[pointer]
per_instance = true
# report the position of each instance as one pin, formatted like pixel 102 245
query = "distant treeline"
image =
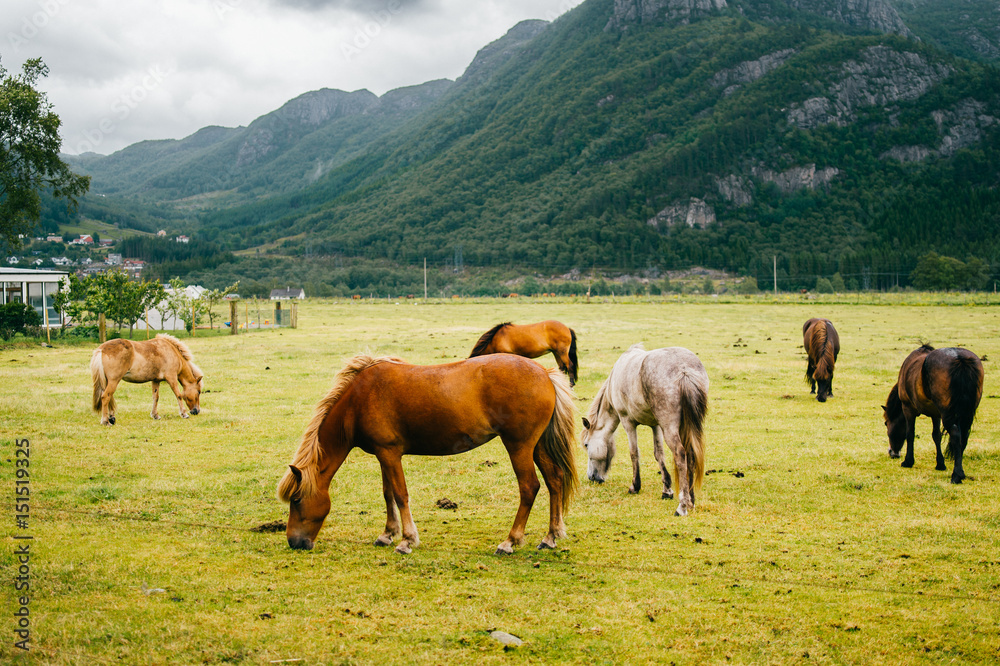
pixel 167 258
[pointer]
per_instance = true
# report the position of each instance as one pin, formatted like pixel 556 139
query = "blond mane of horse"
pixel 310 450
pixel 185 353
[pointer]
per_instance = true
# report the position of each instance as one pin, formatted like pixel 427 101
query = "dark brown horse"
pixel 532 341
pixel 389 408
pixel 822 344
pixel 944 384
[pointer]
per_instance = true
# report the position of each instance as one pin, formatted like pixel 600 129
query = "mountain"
pixel 636 135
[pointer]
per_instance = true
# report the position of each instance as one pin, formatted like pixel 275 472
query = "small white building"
pixel 161 320
pixel 288 294
pixel 36 288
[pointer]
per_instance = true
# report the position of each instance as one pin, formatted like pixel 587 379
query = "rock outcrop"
pixel 959 127
pixel 877 15
pixel 694 213
pixel 747 72
pixel 628 12
pixel 881 76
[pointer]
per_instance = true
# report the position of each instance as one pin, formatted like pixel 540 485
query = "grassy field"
pixel 807 545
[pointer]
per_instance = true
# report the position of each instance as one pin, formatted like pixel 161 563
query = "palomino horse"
pixel 164 358
pixel 389 408
pixel 665 389
pixel 822 344
pixel 532 341
pixel 944 384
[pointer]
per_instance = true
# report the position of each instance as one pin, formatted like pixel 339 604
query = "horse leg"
pixel 172 381
pixel 936 434
pixel 672 436
pixel 553 477
pixel 391 462
pixel 107 398
pixel 391 518
pixel 958 437
pixel 521 459
pixel 633 449
pixel 156 398
pixel 668 489
pixel 910 422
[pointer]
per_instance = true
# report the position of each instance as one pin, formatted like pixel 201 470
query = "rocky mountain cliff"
pixel 634 134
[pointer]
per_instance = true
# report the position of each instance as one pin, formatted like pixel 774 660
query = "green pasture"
pixel 807 543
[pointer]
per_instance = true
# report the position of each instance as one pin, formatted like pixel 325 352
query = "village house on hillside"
pixel 287 294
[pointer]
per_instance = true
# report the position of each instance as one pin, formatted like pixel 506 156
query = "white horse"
pixel 665 389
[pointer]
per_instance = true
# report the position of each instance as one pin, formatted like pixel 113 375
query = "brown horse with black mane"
pixel 944 384
pixel 822 344
pixel 532 341
pixel 164 358
pixel 389 408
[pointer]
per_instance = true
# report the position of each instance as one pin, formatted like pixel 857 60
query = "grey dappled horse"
pixel 665 389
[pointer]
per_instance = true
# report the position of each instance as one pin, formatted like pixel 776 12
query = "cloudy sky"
pixel 122 72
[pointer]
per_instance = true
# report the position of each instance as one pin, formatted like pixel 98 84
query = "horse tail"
pixel 573 365
pixel 966 378
pixel 100 379
pixel 559 438
pixel 821 351
pixel 694 407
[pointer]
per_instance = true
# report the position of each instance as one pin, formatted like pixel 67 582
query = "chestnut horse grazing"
pixel 164 358
pixel 532 341
pixel 389 408
pixel 944 384
pixel 822 344
pixel 665 389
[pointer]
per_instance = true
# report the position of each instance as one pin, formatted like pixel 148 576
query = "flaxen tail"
pixel 573 365
pixel 559 438
pixel 694 408
pixel 100 380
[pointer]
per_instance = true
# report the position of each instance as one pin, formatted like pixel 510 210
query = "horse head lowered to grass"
pixel 389 408
pixel 665 389
pixel 822 344
pixel 164 358
pixel 532 341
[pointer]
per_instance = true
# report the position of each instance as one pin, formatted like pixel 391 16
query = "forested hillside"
pixel 628 136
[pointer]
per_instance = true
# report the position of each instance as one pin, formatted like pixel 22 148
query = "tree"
pixel 29 153
pixel 215 296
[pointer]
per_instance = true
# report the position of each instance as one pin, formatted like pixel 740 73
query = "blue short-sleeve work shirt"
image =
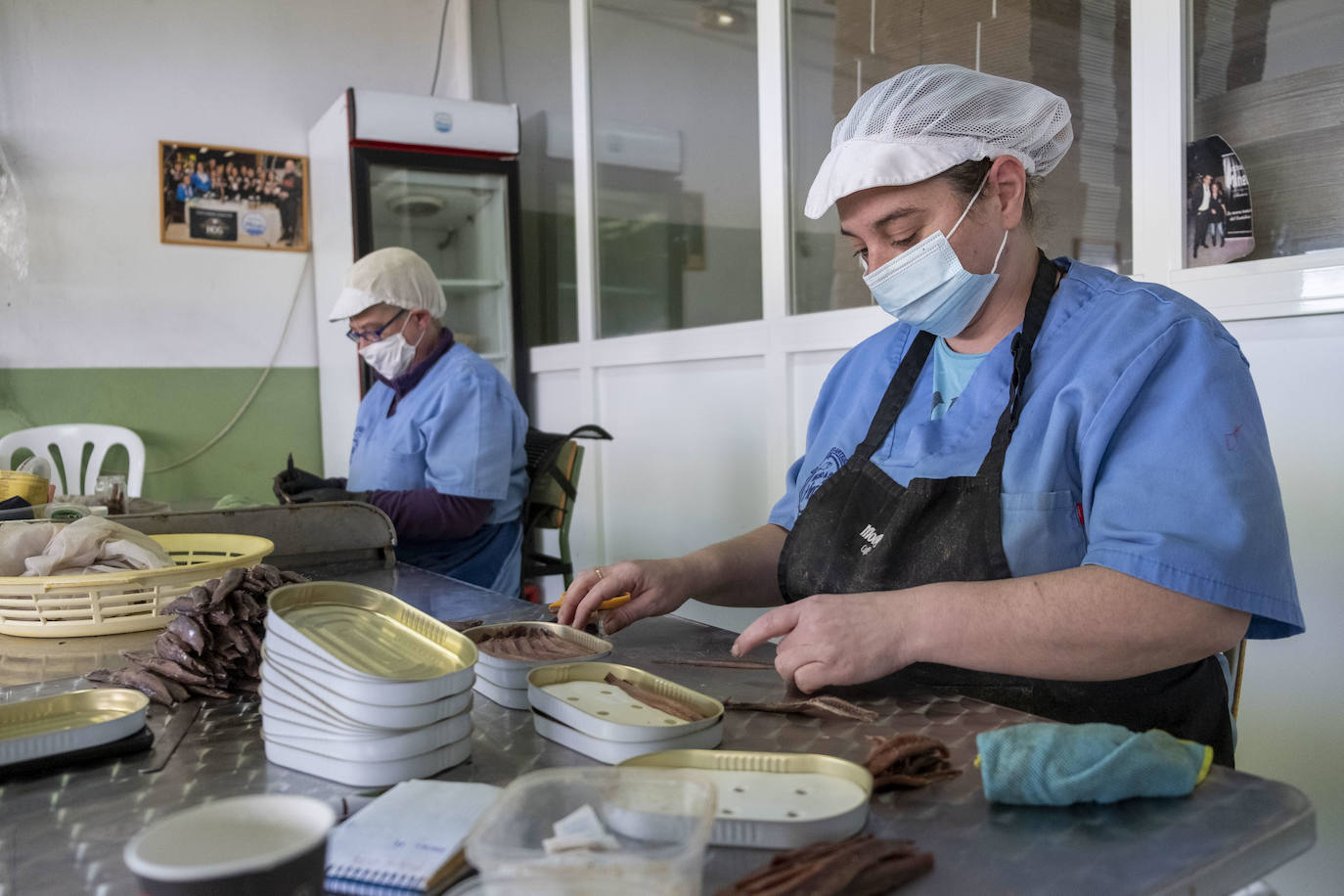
pixel 1142 446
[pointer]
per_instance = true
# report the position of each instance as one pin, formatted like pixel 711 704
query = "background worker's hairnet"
pixel 929 118
pixel 394 276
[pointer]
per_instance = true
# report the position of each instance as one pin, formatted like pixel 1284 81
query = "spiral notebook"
pixel 406 841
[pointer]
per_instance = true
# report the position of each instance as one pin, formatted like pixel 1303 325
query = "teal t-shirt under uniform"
pixel 951 374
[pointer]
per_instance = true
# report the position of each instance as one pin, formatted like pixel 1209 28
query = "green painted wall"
pixel 175 411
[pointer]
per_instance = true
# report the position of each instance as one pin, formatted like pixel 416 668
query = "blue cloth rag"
pixel 1046 763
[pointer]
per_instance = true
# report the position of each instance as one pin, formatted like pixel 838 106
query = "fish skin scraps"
pixel 909 762
pixel 820 707
pixel 858 867
pixel 211 648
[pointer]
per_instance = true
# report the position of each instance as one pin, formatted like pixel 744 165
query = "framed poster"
pixel 232 197
pixel 1218 204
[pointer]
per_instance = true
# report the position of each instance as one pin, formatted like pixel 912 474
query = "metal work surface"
pixel 64 831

_PROBLEM STATEMENT_. Wherever a picture appears in the records above, skip it and retype everything else exactly.

_RESPONSE BELOW_.
[pointer]
per_instance = true
# report the position of each instance as one pin, formatted like pixel 102 245
query = "distant treeline"
image =
pixel 167 258
[pointer]
per_instance = true
# report the position of each instance as one pin, formatted like pixel 556 139
query = "blond mane of horse"
pixel 310 450
pixel 185 353
[pointer]
per_instance = true
# report the position of each instance as one pin, formatted like pixel 427 101
query = "dark brown horse"
pixel 532 341
pixel 389 408
pixel 822 344
pixel 944 384
[pointer]
per_instance = true
# report the position of each instance as one pin, formatted like pixel 600 129
query = "mountain"
pixel 636 135
[pointer]
per_instance = true
# report the position of each instance as one pin, formatted like pixel 275 472
query = "small white building"
pixel 161 320
pixel 288 294
pixel 36 288
[pointer]
per_instance = true
# report the position of each instance as one pin, formatted like pixel 587 379
query = "rock outcrop"
pixel 959 127
pixel 877 15
pixel 694 213
pixel 747 72
pixel 628 12
pixel 881 76
[pointer]
per_instance = true
# report the position of each instance as one pin, formatted like pixel 540 485
query = "grassy field"
pixel 807 545
[pointer]
per_instance = true
# report the position of each instance as one pin, formatted like pixel 161 563
query = "palomino horse"
pixel 164 358
pixel 389 408
pixel 665 389
pixel 822 344
pixel 532 341
pixel 944 384
[pointer]
per_instance = true
# report the position of each instance as one pin, formatted like pixel 339 604
query = "horse leg"
pixel 172 381
pixel 936 434
pixel 672 436
pixel 553 477
pixel 391 462
pixel 107 398
pixel 391 518
pixel 958 437
pixel 521 459
pixel 633 449
pixel 156 398
pixel 668 489
pixel 910 422
[pointer]
per_instance = true
# report the position of each instance as one pin, formatted like pixel 201 470
query = "rocky mountain cliff"
pixel 634 134
[pointer]
per_instance = true
# report the position of each instance as one pin, formatted like pixel 774 660
query = "green pasture"
pixel 807 543
[pointer]
per_instance = true
# report the position of each instance as one pin, formatted like pixel 325 352
query = "village house on hillside"
pixel 287 294
[pointer]
per_instance = true
# report the position of each instance as one pin, formatted like pixel 506 156
query = "white horse"
pixel 665 389
[pointer]
per_instance = true
# report the position of each instance as one pin, formatted like pixel 113 375
query = "brown horse with black mane"
pixel 944 384
pixel 822 344
pixel 532 341
pixel 164 358
pixel 389 408
[pointer]
per_instance = true
# report the position of each instance as one pin, formatted like pixel 857 60
query = "grey dappled horse"
pixel 665 389
[pointer]
per_instance = true
# report the position of each instance as one pin, formatted like pixel 776 12
query = "cloudy sky"
pixel 122 72
[pointer]
per_instance = true
# report the position of each instance as one pin, formatted like pixel 98 84
query = "horse tail"
pixel 573 365
pixel 966 378
pixel 100 379
pixel 559 438
pixel 821 351
pixel 694 407
[pointer]
per_instance = true
# report the position of each instance as one pin, formatted like pixel 67 582
query = "chestnut horse grazing"
pixel 164 358
pixel 532 341
pixel 389 408
pixel 944 384
pixel 822 344
pixel 665 389
[pointer]
per_instance = true
# report the position of each instance as one pin, formatted like pixel 148 576
query = "flaxen tail"
pixel 573 365
pixel 559 438
pixel 694 408
pixel 100 380
[pointer]
per_instance = true
# report the position of each instance as one pin, formatted like pixel 510 210
query = "horse head lowered to grass"
pixel 389 408
pixel 665 389
pixel 822 344
pixel 164 358
pixel 532 341
[pointer]
per_instance = true
# report the position of each instance as one pin, formatted like pixel 391 16
query = "forested hillside"
pixel 628 136
[pointer]
per_instance = true
# report the position of each instance as one pin, formatted like pixel 22 148
query = "tree"
pixel 29 153
pixel 215 296
[pointer]
per_instance = true
# report the position of each instance as one pin, formatted like pixel 740 73
query = "blue short-sleeve work shirt"
image =
pixel 1142 446
[pointer]
per_instance = true
# report the position of each instance as one pin, formatted like pixel 711 704
query = "background worker's hairnet"
pixel 929 118
pixel 394 276
[pointer]
per_instance = true
# report the position of each instance as one pin, formatted like pixel 1284 81
query = "spiral notebook"
pixel 406 841
[pointer]
per_instance = true
# report the position of each instance as one pin, formatted like pixel 1303 325
query = "teal t-shirt under uniform"
pixel 951 374
[pointer]
per_instance = true
# report the position of each instance as one pin, formatted like pixel 1209 28
query = "green painted wall"
pixel 175 411
[pointer]
per_instance = true
# report the position of each instance as one pin, formatted like pixel 416 668
query = "blue cloth rag"
pixel 1046 763
[pointer]
per_instance = true
# report the position of each instance as one pin, formatted like pixel 838 106
query = "fish skin scraps"
pixel 909 762
pixel 820 707
pixel 858 867
pixel 211 648
[pointer]
per_instance = true
# report the position of each instance as one pin, formatted like pixel 744 165
query = "framed poster"
pixel 232 197
pixel 1218 204
[pointer]
per_instance = true
# report the position of each instance as one pin, formatted like pixel 912 474
query = "metal work surface"
pixel 64 831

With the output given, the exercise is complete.